(Dataset excerpt)

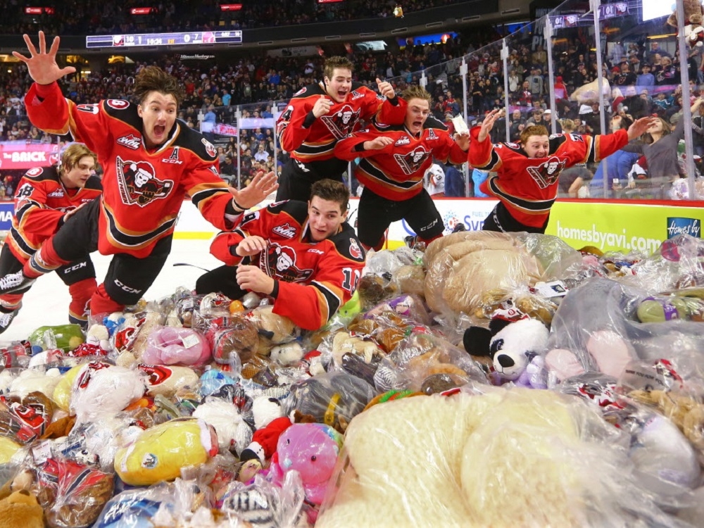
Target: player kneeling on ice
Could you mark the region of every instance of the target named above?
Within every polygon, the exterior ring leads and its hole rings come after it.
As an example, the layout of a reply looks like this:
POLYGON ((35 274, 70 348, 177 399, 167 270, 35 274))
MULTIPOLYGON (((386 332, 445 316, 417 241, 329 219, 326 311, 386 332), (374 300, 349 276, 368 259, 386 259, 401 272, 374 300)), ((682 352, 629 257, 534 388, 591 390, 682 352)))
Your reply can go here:
MULTIPOLYGON (((94 174, 96 164, 97 157, 88 147, 74 143, 61 153, 58 167, 36 167, 23 176, 15 195, 12 227, 0 251, 0 277, 14 274, 11 277, 17 282, 17 272, 44 241, 80 208, 100 196, 100 178, 94 174)), ((90 257, 68 263, 57 268, 56 273, 71 294, 69 322, 87 324, 88 302, 97 287, 90 257)), ((0 295, 0 334, 20 311, 22 298, 31 287, 30 283, 14 293, 0 295)))
POLYGON ((263 294, 274 299, 274 313, 318 329, 352 297, 364 267, 346 222, 349 196, 341 182, 322 180, 308 203, 289 200, 241 215, 234 231, 213 241, 210 253, 226 265, 201 275, 196 293, 263 294))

§ Task description
Reproduce every item above word for word, omitting the pictures.

§ Response to this exercise
Target: player kneeling on ice
Could you mark the region of every instance of the target named above?
Within every polygon, the exterior ring leads and its hole rings come after it.
As an example, the layout of a reply looks like this:
POLYGON ((35 274, 70 348, 177 399, 167 270, 35 274))
MULTIPOLYGON (((386 332, 445 316, 417 241, 329 219, 326 311, 386 332), (374 300, 349 276, 368 259, 386 259, 401 272, 374 300)), ((682 352, 629 257, 534 388, 591 390, 682 352)))
Your reply can go here:
MULTIPOLYGON (((94 174, 96 164, 97 157, 88 147, 74 143, 61 153, 58 167, 36 167, 23 176, 15 195, 12 227, 0 251, 0 277, 14 274, 11 277, 17 282, 17 272, 44 241, 80 208, 100 196, 100 178, 94 174)), ((90 257, 68 263, 57 268, 56 273, 71 294, 69 322, 87 324, 88 302, 97 287, 90 257)), ((0 295, 0 334, 20 311, 22 298, 31 287, 30 283, 14 293, 0 295)))
POLYGON ((263 294, 274 299, 274 313, 318 329, 352 297, 364 267, 346 222, 349 196, 341 182, 322 180, 308 203, 289 200, 241 215, 234 231, 213 241, 210 253, 226 265, 201 275, 196 293, 263 294))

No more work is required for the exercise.